### Excerpted text
* * *
No, because the markets are up 45% from the bottom (when almost all the bears were predicting the end of the world in March, in particular one permanent bear, Barry Ritholtz, who went on Bloomberg radio in the middle of March and declared "BAC and C going down to zero". BTW, I pulled the trigger (even went to his blog and told him that I loaded up on BAC at $3.19 and C at $1.29 right after his preposterous bank nationalization hysteria on Bloomberg radio). I have also loaded up with SPYders on Friday, one day before the market 666 bottom.
"the bears are wrong again (according to the latest report) and they never learn"
There was around a 50% run up in 1930. Japan rallied about that much several times in the 90's. All those rallies were crushed. Maybe the bulls never learn?
I thought commodities would be relatively free from the FED marekting dept. but the numbers are shocking-shocking as in not believable for a second. What's next-PPT conjures up a hurricane for the oil market?
Cab I ask a question?what data came out from the govie,and where not corrected a month later?at any rate,this is not the first time that there is a broad decline in the market,they try to balance it with oil. Don't forget that oil industry constitute a huge component of the s&p index
I am not sure why deflationists persist in their delusions.
My taxes (property, income, sales) have all gone up. So have utility costs. When I go to the grocery store the prices are flat to higher, while the amount in the package has shrunk, sometimes by a large amount. Every year I take a vacation to the same place, and rent a car. Last year I got one for $11 per day. This year, $19 per day. Also the taxes and fees have increased and now equal about the cost of the daily car rental. And I see oil is over $72 now.
So where is the deflation?
Don't bother with CPI and other cooked government numbers. Give me a real example of falling prices, and please don't say houses. My parents could buy a house 30 years ago for $70k that today, even after the crash sells for $300k. That's not deflation. And cars? Well unless I can get one for $2k like my parents did in the early 60s, I am going to say no deflation here.
The buck is toast.
Dude...deflation is coming in the forms of wages and housing prices...those constitute a bigger amount of GDP. but yes, all the prices of things you wish would go down actually goes up and vice versa.
The inflation you speak of is past tense. The deflation of the near past, present and near future is in the destruction of capital. Don't confuse cost of living factors with global capital flows. Its a macro argument, not micro
deflation is NOT a decrease in prices.
* * *
### Available records
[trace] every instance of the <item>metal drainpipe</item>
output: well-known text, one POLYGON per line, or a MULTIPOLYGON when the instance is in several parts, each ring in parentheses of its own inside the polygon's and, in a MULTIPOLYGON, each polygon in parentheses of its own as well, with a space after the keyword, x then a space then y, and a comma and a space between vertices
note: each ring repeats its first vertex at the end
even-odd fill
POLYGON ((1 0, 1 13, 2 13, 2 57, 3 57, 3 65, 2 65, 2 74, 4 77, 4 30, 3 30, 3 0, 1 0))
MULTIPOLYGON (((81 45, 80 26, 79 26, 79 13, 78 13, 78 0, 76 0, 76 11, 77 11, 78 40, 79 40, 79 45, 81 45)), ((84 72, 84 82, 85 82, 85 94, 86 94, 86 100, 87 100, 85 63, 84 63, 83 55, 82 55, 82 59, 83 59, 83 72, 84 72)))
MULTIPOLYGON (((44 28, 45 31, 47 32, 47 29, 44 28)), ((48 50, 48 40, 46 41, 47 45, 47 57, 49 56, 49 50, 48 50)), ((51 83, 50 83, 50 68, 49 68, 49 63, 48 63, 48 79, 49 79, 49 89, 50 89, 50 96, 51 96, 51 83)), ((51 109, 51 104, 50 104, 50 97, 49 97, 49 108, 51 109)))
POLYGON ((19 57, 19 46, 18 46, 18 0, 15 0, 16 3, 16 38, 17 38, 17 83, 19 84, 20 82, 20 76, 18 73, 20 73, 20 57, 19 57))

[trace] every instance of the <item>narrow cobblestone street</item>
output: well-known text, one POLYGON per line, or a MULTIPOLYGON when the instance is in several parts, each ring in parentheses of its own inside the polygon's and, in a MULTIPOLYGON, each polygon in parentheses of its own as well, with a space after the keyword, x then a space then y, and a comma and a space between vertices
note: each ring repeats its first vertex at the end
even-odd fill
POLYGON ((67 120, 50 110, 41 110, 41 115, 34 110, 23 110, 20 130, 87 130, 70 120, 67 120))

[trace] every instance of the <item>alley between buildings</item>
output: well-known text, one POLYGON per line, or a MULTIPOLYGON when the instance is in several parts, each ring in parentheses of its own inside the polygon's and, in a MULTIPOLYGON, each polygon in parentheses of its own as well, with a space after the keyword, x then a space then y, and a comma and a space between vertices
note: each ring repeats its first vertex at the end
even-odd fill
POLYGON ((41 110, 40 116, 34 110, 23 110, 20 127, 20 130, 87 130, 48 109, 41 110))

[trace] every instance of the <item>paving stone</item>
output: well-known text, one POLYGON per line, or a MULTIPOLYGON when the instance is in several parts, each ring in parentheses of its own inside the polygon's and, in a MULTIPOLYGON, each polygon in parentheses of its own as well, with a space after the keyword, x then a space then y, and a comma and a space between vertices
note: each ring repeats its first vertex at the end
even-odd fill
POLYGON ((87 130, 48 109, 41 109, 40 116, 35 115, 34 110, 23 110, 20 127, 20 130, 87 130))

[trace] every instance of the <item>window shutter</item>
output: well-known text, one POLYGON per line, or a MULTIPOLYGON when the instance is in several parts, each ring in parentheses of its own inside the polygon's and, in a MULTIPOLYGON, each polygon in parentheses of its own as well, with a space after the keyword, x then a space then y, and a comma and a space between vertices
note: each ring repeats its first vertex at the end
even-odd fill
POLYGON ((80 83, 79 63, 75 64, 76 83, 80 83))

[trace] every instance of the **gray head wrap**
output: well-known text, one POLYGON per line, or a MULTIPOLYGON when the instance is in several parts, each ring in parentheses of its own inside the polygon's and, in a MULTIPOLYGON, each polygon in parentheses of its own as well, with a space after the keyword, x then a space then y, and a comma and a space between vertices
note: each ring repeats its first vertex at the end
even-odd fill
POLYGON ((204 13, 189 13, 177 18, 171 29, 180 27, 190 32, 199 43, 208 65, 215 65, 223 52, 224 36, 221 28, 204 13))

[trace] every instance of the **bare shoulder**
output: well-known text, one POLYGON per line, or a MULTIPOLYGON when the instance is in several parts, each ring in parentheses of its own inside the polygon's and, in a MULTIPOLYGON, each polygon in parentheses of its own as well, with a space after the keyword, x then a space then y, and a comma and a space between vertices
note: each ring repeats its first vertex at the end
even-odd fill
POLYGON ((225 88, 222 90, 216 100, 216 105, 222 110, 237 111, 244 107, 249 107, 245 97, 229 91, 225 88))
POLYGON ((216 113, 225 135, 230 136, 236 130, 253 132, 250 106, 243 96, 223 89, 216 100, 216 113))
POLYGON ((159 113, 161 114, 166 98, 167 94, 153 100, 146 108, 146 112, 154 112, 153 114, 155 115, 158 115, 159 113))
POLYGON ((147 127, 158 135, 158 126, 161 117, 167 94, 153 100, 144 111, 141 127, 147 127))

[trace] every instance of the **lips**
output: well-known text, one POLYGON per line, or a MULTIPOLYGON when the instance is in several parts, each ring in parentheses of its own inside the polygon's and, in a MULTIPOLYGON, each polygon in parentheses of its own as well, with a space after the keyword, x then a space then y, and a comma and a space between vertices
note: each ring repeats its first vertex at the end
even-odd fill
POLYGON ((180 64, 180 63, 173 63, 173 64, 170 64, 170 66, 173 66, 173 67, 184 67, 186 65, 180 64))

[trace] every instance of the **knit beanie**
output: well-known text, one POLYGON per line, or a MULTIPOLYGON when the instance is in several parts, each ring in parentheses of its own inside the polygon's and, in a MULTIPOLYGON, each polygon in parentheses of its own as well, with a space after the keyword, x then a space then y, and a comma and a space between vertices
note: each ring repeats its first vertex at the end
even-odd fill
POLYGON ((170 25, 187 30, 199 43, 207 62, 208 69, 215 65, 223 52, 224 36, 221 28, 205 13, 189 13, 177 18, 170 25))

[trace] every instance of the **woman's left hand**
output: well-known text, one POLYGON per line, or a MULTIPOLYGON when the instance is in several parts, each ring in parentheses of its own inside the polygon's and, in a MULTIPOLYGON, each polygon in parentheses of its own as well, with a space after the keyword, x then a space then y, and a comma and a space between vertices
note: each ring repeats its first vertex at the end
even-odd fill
* * *
### Tasks for this exercise
(a) Copy the rows from the line holding "[trace] every instance of the **woman's" through the end of the rows, with both ends included.
(b) Carry on the comment thread about inflation and deflation from the point where it stops.
The rows have nothing to do with the text about markets and deflation.

### Answers by task
(a)
[trace] every instance of the **woman's left hand**
output: well-known text, one POLYGON per line, or a MULTIPOLYGON when the instance is in several parts, each ring in parentheses of its own inside the polygon's and, in a MULTIPOLYGON, each polygon in parentheses of its own as well, with a space after the keyword, x then a space then y, and a comma and a space between vertices
note: each ring repeats its first vertex at the end
even-odd fill

(b)
"Safeway has lowered prices on thousands of items at its stores in the Washington region as the supermarket chain adjusts to shoppers' increasingly frugal mind-sets."
http://www.washingtonpost.com/wp-dyn/content/article/2009/08/11/AR200908...
Inflation is not a currency phenomenon. It's monetary. Quit tying the dollar as an absolute to it.
I get paid in dollars.
um, what? do u expect house/auto prices to immediately correct to 30 years ago? I mean, you expect prices to literally gap down??? Are u for real?????
outside of food (which actually i have noticed lately is becoming cheaper) i havent paid full price for anything in months, nor do i intend to.
Come on!
Gas is down. Kroger are throwing out coupons like no ones business. WM are accepting anyones coupons. Gexa in Tx have leccy at 10.3 c/kWh, from cheapest contract last year which was 12.something.
All the industrial surveys show prices coming down at a rate of knots.
Sure, we may have a currency event and go to hyperinflation, but sure as hell, we are in moderate deflation right now.
Im hedging via mega millions friday...and the winner is NY State! 75% tax on prize.
inflation and deflation are relevant to prior periods,and not to the sixties,then we might as well go to the roman time. I do believe that purchasing power of the dollar is stronger now than it was two years ago. Almost in everything,but most importantly is housing since this is the major chunk of expense in any hosehold budget.
The 60s were not the dark ages. We were on the same fiat currency then as now.
As for housing, prices go up 300% in a decade, then go down 50%, and you call that deflation? Please.
First of its not up 300% its more like 250%
and if they are down 50% from peak it means they are back at normal. 25% increase in a decade.
Its more of a 30% decline, which means prices have gone up 40-50% in a decade.
wouldn't say thats much.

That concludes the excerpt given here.